WHAT IS NEEDED >> Gather every line of the records that contains the word "ground", and copy each one out.

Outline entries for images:
--- Start ---

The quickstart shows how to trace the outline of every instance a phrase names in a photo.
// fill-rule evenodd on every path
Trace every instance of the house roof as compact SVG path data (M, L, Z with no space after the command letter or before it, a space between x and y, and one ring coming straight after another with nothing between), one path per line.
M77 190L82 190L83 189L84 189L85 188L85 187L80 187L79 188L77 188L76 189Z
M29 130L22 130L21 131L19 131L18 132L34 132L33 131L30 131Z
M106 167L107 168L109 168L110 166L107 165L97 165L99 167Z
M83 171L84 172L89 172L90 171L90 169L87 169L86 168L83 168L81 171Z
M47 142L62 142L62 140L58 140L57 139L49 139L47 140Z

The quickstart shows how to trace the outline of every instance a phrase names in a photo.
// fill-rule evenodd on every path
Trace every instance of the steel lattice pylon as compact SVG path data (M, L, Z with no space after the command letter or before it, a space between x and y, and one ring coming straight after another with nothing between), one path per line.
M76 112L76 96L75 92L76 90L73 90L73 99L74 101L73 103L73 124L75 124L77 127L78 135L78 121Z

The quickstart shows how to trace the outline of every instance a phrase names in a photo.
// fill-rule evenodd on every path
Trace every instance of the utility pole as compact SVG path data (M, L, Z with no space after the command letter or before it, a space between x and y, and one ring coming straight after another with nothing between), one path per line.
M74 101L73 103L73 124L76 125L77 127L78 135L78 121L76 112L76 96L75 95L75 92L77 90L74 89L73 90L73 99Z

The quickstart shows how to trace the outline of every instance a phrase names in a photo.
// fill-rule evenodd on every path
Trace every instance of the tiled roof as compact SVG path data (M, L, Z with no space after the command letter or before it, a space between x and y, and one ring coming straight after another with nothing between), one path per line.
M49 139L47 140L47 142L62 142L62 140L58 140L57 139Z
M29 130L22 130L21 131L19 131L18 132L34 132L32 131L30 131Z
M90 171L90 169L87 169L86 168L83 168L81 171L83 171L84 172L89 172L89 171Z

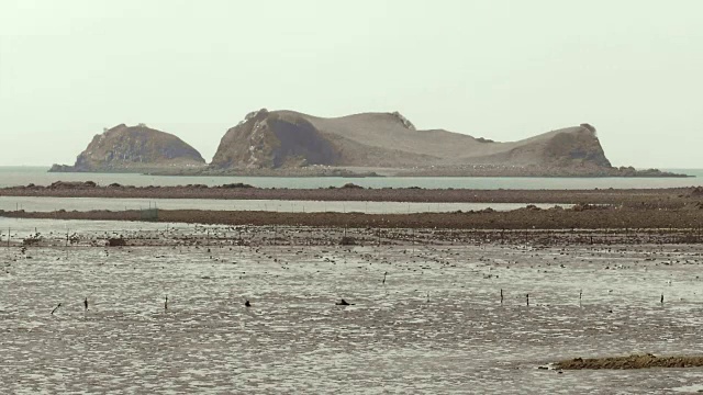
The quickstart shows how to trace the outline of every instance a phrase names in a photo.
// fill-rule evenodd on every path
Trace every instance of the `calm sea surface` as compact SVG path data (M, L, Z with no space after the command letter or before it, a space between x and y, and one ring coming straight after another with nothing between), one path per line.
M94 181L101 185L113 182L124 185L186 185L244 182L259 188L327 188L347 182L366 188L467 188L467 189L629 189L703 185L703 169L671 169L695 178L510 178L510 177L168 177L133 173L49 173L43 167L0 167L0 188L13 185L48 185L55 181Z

--- End ---
--- Start ---

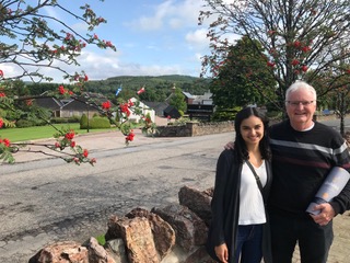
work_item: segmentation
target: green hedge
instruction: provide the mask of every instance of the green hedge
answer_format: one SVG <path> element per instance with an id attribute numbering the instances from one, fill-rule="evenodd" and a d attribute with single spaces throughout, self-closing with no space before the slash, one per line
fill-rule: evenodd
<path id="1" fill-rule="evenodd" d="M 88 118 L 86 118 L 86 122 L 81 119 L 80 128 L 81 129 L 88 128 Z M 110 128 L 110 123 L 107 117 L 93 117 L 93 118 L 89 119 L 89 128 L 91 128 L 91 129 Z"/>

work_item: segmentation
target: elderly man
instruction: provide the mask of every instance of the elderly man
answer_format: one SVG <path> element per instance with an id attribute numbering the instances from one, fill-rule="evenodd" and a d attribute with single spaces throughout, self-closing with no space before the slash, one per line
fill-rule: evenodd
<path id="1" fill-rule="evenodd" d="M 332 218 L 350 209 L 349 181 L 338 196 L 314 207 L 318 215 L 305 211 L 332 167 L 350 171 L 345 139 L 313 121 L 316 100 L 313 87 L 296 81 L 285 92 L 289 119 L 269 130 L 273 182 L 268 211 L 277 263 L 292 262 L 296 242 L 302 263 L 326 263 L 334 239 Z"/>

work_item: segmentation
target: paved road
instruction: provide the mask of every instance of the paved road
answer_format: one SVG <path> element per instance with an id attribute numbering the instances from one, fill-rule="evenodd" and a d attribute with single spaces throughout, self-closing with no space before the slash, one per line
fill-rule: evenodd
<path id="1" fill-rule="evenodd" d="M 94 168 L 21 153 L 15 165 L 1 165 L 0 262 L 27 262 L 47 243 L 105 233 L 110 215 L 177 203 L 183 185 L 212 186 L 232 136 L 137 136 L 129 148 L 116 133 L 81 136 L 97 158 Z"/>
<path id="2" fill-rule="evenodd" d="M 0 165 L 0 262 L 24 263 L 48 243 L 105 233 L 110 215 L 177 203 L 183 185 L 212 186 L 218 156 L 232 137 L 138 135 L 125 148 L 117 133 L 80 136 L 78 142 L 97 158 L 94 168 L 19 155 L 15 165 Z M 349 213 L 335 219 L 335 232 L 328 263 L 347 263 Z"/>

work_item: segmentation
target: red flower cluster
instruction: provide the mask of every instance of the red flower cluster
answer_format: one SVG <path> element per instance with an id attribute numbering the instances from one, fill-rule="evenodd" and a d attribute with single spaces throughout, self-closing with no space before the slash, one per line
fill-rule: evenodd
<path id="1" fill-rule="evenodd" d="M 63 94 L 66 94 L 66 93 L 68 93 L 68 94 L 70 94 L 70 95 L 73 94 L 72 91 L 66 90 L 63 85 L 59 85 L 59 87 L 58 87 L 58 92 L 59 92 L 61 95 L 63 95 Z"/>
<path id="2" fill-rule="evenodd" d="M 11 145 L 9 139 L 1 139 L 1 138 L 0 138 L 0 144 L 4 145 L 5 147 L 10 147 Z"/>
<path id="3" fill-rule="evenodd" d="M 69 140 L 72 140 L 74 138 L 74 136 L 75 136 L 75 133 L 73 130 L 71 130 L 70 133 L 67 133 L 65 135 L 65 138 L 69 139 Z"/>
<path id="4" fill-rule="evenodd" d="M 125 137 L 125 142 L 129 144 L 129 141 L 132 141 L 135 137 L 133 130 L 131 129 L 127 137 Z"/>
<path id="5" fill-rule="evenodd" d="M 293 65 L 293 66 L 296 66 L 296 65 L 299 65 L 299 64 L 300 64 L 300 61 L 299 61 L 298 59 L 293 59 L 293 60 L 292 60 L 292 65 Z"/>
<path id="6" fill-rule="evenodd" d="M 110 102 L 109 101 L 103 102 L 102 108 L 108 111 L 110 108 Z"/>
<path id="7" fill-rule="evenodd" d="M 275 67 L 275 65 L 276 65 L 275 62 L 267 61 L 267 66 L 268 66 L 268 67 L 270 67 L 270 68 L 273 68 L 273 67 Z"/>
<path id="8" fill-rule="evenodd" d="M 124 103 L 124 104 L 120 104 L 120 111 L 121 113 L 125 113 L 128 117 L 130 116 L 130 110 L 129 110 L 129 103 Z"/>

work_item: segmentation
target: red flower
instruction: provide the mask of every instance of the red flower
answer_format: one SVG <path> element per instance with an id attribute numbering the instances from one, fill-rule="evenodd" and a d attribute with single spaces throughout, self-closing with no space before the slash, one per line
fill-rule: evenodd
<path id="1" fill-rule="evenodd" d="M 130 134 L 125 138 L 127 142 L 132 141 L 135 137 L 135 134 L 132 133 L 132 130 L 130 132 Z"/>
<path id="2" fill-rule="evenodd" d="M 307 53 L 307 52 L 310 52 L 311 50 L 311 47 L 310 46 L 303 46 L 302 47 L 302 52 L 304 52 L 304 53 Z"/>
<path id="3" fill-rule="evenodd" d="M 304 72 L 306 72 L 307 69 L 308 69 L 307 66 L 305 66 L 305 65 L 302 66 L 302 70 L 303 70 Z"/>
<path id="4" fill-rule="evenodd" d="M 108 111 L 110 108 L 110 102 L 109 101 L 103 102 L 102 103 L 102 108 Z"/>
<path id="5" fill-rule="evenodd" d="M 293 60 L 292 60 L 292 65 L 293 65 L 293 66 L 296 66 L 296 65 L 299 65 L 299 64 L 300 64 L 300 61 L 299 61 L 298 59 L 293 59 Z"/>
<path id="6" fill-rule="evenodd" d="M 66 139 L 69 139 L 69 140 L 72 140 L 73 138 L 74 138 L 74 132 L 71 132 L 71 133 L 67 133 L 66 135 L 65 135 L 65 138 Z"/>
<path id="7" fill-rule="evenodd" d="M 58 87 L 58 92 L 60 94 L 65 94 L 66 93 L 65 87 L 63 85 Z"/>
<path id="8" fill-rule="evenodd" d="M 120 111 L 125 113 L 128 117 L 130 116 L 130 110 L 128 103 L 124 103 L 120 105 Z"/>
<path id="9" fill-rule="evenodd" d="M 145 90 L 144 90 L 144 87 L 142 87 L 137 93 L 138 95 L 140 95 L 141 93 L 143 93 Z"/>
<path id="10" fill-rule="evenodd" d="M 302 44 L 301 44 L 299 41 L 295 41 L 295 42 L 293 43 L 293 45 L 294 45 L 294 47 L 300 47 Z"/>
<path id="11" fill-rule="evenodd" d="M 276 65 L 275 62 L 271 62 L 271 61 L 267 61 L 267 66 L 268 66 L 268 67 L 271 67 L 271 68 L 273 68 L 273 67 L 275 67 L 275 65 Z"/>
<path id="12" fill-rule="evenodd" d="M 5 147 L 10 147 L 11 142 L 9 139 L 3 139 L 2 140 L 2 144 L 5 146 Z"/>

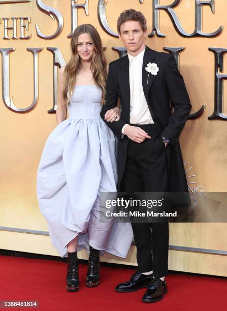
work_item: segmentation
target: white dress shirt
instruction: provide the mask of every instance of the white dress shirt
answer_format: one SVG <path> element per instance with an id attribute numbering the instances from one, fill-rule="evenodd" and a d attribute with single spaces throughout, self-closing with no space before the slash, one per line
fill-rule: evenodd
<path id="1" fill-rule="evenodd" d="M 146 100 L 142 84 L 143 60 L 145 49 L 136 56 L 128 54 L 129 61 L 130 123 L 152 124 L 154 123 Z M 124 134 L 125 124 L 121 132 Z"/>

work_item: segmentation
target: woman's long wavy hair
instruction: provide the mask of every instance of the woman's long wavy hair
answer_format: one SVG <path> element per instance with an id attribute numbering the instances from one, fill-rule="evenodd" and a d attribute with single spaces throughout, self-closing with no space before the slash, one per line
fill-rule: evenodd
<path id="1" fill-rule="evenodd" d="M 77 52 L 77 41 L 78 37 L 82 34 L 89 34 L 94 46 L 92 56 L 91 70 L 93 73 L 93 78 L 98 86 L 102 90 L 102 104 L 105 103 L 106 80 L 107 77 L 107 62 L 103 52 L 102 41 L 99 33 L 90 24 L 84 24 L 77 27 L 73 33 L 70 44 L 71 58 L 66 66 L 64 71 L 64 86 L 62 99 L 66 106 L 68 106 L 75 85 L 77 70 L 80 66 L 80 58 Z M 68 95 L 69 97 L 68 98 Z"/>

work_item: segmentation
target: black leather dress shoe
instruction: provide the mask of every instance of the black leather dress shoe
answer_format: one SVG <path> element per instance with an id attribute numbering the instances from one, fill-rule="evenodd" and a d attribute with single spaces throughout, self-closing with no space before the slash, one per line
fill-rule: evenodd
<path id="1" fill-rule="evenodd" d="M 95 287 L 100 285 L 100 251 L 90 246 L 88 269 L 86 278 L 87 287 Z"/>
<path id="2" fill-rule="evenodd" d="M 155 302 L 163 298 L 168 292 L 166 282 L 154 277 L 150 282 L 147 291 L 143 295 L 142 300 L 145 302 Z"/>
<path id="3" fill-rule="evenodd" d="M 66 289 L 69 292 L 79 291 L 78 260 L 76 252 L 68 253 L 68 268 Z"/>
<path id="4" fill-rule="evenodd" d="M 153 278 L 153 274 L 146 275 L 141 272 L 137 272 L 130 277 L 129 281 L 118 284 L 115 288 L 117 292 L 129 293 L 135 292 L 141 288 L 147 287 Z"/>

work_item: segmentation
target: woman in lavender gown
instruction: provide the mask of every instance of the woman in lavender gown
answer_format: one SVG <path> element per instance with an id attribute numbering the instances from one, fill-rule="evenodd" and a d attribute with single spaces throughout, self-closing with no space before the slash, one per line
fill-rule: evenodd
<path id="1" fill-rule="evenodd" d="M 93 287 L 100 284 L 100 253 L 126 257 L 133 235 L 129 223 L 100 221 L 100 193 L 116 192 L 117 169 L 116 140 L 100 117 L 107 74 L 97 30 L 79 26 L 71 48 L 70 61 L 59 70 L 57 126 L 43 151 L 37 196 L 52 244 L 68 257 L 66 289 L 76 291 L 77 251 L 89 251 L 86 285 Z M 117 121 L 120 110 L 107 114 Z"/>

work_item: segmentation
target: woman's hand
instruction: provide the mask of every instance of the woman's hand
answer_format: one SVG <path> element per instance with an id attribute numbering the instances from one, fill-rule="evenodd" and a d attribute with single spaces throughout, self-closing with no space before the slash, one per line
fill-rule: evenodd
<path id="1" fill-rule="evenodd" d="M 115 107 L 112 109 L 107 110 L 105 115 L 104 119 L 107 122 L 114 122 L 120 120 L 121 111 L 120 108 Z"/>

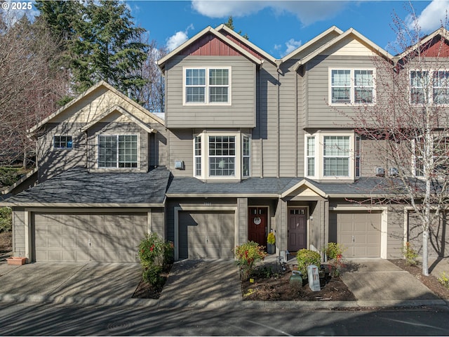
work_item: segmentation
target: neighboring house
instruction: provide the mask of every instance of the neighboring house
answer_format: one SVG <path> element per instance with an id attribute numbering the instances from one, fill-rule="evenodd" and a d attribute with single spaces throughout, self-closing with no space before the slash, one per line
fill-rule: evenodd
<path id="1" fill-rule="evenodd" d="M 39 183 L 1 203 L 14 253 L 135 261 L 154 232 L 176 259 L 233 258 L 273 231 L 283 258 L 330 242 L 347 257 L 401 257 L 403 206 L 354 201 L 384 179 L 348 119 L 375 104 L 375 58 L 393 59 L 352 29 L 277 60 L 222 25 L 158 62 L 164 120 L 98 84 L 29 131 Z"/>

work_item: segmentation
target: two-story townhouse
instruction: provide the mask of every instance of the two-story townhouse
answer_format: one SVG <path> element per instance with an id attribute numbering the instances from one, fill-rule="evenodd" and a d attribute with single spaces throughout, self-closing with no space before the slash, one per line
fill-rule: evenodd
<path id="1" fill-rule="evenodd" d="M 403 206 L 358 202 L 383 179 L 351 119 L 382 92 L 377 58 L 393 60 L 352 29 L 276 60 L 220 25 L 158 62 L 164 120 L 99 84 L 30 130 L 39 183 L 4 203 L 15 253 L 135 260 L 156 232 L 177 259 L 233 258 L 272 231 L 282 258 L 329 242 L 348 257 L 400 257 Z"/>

--- End ---
--- Start ---

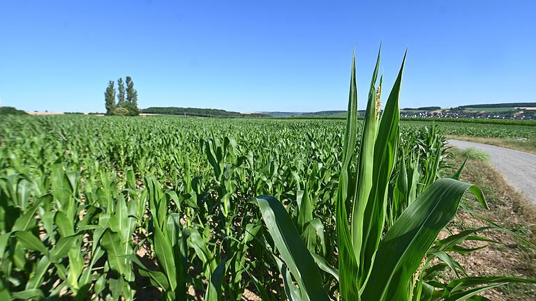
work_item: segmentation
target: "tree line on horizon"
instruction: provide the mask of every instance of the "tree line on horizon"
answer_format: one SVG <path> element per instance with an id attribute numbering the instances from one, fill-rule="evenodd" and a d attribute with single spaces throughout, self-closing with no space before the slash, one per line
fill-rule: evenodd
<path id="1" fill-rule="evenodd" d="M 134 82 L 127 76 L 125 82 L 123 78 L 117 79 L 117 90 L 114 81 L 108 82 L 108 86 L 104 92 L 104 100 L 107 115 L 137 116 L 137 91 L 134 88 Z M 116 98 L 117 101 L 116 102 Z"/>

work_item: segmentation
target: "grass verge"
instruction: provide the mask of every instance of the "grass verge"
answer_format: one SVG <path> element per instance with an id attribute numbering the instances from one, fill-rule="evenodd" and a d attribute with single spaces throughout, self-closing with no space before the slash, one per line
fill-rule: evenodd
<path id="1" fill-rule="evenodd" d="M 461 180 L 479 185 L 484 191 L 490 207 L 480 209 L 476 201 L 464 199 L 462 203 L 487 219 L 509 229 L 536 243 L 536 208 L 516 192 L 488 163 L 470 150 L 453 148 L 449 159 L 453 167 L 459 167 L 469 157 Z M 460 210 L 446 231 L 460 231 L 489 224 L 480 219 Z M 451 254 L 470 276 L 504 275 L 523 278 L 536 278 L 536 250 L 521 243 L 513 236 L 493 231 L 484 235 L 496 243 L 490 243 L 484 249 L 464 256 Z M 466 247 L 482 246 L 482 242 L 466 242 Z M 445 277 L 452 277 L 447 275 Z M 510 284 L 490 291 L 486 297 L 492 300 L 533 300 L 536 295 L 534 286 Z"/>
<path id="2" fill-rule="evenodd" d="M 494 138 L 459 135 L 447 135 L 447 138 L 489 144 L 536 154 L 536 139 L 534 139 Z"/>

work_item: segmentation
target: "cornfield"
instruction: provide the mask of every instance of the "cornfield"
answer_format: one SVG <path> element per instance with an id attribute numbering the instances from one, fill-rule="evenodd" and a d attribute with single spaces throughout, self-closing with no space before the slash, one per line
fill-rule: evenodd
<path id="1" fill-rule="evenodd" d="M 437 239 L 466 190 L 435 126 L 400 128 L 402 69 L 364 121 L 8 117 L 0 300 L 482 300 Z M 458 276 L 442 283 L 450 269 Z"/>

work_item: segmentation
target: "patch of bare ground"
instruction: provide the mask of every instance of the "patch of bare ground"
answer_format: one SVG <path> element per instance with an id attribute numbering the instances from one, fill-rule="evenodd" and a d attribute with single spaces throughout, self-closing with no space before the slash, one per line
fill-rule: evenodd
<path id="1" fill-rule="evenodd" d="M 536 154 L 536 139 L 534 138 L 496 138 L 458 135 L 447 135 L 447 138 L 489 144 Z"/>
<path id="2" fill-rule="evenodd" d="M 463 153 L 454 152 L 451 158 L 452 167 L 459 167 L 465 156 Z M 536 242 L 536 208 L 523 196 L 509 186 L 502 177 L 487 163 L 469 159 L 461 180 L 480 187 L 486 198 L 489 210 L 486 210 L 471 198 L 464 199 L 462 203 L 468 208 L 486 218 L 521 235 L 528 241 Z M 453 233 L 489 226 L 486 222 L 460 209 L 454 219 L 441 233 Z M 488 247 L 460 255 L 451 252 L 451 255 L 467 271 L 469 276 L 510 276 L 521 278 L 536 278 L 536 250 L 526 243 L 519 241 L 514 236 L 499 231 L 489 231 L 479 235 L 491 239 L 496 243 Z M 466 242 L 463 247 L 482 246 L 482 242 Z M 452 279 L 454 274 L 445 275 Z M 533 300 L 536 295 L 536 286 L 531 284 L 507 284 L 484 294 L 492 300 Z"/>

--- End ---

EXERCISE RESPONSE >>
target: "patch of bare ground"
instruction: provide the mask of every instance of the "patch of bare ground"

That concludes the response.